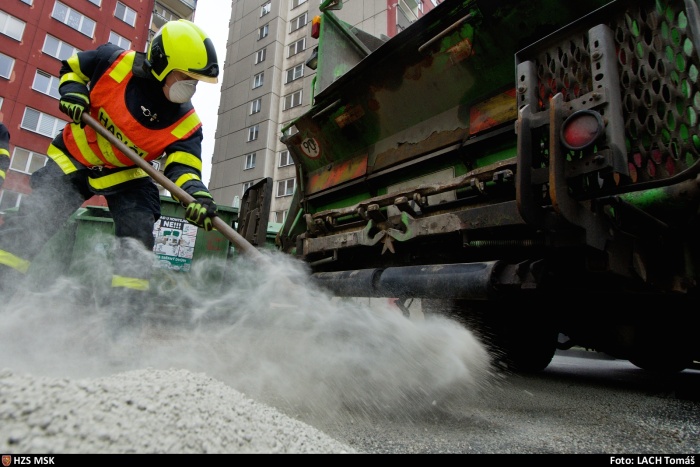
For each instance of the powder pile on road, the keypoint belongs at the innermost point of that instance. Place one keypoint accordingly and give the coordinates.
(219, 367)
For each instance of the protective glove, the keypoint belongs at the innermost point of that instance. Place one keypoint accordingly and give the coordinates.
(200, 211)
(74, 104)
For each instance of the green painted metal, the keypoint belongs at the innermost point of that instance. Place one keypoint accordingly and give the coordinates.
(413, 94)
━━━━━━━━━━
The task: Print exactly the lines that run from the line containing "For each instance of the protective" to the end of the data, both ends included.

Expected answer:
For each instance of the protective glove, the keypoint belongs at the innermost point of that instance. Place one keypoint accordingly and give the coordinates.
(200, 211)
(74, 104)
For each instance of the green painted metal, the keypoint belongs at the innermost point of that instance. Place one keypoint accordingly and give the coordinates.
(413, 94)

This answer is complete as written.